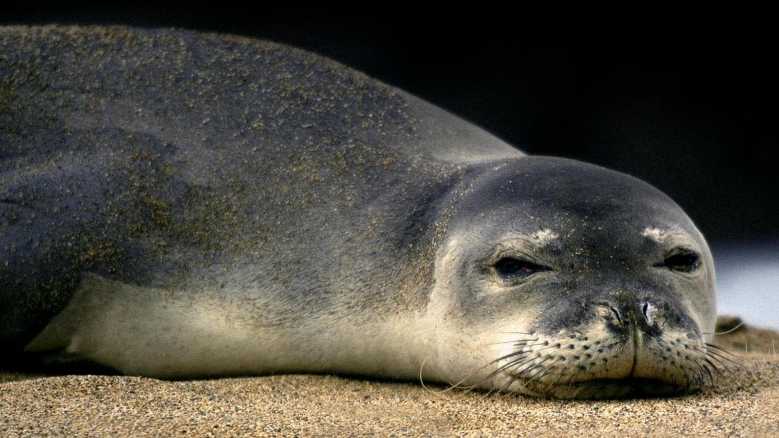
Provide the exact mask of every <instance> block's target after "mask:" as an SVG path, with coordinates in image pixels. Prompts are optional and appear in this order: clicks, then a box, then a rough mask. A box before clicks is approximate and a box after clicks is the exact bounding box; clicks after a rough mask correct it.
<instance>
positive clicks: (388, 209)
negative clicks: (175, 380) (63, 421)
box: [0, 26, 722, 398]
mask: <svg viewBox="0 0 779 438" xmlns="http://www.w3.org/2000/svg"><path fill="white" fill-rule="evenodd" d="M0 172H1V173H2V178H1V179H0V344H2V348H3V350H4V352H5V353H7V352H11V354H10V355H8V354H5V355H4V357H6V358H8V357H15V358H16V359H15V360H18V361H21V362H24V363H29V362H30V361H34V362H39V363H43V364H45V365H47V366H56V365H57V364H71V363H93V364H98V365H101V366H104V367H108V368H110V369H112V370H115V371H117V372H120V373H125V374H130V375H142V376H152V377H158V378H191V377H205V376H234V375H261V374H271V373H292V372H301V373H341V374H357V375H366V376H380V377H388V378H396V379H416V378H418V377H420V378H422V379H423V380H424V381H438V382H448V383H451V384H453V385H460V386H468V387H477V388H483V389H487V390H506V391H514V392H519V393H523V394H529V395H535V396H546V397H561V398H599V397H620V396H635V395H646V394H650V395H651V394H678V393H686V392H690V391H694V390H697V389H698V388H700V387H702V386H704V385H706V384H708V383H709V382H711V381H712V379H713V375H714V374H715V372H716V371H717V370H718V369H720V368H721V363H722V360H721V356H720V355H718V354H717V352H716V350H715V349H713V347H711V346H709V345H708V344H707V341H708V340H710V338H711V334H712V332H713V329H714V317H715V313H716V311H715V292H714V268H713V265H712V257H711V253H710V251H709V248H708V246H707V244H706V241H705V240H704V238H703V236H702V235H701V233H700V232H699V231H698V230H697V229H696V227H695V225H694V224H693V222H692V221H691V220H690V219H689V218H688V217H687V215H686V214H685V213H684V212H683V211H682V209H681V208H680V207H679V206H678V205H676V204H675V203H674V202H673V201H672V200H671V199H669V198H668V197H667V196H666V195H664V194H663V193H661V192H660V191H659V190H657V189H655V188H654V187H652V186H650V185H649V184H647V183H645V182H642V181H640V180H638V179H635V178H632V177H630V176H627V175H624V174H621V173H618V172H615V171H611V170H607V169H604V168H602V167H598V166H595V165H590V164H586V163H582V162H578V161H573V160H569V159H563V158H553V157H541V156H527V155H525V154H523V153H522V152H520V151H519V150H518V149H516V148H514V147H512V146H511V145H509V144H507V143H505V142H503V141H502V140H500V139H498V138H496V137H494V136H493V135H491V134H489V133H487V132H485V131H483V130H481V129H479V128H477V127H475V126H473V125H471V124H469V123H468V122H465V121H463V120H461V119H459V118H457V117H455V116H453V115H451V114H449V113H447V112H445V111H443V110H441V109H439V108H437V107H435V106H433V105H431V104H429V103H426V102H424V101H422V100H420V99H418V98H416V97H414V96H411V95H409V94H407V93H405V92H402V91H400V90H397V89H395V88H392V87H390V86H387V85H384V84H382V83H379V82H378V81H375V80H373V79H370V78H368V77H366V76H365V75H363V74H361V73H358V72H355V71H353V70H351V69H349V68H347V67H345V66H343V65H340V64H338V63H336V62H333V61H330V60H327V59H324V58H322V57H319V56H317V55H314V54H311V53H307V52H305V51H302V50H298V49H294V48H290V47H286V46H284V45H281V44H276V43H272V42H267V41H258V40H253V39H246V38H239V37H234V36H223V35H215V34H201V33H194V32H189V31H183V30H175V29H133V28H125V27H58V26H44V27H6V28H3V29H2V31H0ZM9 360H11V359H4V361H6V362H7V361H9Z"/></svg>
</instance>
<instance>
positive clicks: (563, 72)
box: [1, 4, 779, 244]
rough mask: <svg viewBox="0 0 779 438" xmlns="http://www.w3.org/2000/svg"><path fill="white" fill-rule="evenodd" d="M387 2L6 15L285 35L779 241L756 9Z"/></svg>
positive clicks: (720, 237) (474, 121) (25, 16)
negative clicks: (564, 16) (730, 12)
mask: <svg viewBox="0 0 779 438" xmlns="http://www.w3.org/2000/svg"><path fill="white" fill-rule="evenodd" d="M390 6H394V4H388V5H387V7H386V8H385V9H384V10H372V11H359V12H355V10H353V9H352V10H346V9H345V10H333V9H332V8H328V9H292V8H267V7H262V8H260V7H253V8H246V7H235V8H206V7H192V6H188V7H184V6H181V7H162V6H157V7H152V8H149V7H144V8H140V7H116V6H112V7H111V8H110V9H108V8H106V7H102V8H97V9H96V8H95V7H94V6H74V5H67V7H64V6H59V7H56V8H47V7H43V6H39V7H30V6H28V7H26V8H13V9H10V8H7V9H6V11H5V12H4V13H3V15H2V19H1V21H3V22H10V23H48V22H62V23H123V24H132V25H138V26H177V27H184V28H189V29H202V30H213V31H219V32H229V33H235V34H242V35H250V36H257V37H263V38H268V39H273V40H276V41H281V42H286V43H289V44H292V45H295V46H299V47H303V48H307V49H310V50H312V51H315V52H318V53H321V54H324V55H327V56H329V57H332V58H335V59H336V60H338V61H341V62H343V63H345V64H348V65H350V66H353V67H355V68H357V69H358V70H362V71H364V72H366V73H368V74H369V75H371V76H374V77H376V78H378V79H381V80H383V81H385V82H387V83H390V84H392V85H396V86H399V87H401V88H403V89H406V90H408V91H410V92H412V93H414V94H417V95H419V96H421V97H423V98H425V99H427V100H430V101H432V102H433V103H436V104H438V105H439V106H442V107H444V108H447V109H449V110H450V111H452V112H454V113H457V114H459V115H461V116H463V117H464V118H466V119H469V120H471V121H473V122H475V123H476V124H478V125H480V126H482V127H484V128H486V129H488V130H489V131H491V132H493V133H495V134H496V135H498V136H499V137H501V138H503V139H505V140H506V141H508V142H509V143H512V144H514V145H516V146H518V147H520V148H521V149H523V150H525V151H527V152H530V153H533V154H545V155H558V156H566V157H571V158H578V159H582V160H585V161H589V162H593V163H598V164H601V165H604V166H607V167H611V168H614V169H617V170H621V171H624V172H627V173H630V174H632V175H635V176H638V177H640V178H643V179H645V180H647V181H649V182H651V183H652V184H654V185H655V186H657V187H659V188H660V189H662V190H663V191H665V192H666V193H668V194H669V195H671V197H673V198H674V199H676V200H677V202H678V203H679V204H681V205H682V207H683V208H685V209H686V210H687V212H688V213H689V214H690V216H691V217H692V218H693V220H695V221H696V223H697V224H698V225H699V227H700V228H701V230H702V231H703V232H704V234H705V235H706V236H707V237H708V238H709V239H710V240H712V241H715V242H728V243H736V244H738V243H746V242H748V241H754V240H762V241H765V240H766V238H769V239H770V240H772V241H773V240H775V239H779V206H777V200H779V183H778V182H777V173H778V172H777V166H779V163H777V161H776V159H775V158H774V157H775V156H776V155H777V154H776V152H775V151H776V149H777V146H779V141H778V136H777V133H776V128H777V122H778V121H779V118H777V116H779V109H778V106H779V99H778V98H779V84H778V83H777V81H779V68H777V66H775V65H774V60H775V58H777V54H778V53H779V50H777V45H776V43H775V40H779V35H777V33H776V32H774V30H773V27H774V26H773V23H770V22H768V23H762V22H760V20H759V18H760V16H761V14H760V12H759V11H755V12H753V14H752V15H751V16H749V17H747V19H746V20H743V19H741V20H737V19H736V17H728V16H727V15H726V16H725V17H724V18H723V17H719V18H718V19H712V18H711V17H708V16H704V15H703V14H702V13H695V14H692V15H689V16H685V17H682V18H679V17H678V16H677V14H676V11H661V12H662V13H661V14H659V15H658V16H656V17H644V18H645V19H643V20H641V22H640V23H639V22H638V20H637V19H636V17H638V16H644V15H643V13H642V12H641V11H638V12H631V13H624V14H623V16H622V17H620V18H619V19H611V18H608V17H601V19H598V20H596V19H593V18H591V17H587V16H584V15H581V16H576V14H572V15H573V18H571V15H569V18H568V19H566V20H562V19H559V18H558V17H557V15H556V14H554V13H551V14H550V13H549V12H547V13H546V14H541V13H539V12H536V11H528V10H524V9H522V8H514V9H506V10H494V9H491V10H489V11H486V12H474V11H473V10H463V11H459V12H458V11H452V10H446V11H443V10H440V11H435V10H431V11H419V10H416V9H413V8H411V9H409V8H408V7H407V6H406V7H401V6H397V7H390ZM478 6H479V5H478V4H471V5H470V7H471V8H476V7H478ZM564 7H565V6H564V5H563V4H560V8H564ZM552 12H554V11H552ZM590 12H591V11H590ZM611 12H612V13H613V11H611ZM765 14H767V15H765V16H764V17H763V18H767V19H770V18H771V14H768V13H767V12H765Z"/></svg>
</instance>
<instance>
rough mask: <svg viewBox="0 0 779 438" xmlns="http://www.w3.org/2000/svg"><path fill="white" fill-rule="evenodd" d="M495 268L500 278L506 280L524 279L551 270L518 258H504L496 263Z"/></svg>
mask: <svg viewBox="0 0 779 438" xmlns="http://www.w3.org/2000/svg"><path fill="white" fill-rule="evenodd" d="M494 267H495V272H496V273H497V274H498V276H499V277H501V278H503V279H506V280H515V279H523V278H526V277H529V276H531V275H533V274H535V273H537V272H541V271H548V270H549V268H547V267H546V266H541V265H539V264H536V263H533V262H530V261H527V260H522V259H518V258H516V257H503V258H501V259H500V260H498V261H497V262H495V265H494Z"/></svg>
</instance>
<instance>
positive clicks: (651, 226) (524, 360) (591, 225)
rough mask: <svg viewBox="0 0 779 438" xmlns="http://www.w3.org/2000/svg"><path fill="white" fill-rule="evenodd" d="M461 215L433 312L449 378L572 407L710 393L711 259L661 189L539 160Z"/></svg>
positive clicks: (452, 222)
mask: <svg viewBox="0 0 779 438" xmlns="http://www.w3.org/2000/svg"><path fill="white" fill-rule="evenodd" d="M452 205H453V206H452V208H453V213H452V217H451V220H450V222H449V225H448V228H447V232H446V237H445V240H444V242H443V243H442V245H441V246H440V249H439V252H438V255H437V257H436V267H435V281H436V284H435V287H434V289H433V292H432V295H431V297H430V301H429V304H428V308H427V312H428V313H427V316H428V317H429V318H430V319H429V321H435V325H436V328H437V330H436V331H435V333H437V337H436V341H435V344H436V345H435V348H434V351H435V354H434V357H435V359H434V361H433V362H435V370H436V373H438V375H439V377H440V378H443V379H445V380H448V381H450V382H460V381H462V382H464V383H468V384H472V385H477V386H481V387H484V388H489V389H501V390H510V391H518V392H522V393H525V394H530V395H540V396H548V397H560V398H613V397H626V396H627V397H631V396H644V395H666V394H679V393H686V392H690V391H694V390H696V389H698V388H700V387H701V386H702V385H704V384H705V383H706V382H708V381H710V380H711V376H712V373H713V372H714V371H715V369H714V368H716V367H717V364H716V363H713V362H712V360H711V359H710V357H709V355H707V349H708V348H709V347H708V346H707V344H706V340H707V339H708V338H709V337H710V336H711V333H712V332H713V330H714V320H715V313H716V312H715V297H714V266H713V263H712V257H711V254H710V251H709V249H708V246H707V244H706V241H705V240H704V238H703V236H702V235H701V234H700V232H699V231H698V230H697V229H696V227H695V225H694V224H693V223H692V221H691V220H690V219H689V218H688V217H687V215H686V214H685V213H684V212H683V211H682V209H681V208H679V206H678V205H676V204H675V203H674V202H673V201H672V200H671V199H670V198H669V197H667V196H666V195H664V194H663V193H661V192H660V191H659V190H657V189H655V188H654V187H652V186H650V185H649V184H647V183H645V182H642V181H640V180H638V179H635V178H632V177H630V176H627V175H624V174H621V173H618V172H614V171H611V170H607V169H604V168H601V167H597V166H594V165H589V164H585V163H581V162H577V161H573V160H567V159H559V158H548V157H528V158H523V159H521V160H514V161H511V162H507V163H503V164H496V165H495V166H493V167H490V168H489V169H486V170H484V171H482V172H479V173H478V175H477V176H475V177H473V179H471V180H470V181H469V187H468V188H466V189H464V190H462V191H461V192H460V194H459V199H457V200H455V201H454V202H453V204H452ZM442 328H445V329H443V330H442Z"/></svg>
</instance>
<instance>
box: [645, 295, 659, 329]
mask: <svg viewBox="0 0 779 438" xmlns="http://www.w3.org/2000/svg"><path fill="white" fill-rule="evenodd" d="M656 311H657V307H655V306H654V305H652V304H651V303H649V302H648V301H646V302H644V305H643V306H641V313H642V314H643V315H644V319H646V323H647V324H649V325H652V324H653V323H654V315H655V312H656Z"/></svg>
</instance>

+++

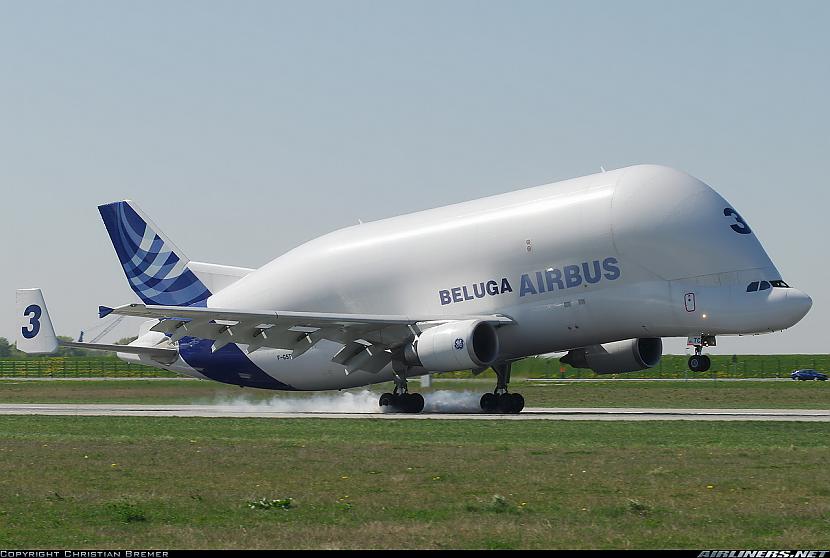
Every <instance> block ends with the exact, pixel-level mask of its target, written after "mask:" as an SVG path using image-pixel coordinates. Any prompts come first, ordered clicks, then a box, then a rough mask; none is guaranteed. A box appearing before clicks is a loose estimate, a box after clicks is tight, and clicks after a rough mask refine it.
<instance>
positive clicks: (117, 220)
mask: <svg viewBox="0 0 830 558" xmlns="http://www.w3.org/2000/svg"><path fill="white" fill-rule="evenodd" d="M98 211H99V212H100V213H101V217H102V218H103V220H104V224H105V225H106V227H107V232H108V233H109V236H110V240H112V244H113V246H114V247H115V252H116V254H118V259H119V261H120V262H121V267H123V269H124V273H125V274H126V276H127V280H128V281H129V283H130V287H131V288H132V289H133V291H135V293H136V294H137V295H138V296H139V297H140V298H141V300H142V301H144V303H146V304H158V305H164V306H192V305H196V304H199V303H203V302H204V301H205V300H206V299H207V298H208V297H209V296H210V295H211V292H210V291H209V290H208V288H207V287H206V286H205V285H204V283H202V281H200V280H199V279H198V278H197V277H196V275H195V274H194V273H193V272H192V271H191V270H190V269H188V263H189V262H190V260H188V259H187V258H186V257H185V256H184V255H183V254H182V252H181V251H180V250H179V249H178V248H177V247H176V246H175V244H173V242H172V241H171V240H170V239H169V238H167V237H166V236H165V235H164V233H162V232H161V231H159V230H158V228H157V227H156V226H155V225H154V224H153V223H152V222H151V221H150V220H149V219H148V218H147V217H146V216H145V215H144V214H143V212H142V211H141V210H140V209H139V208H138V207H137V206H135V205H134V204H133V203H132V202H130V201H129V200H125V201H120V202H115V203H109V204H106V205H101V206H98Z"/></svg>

+++

**Exercise prompt**
Reproduce exactly the lines between the line containing "Provide the exact" and the line containing "positive clicks: (388, 209)", inclusive.

**Response to the task**
Provide the exact mask of every <instance> block's target after "mask:" as an SVG path, with coordinates in image pixels. Prompts are optional and appear in this order: clicks, then a box, then a rough mask. A box before clicks is approximate and a box after clicks is the exact bounding box; clicks after a rough mask correct it.
<instance>
positive clicks: (388, 209)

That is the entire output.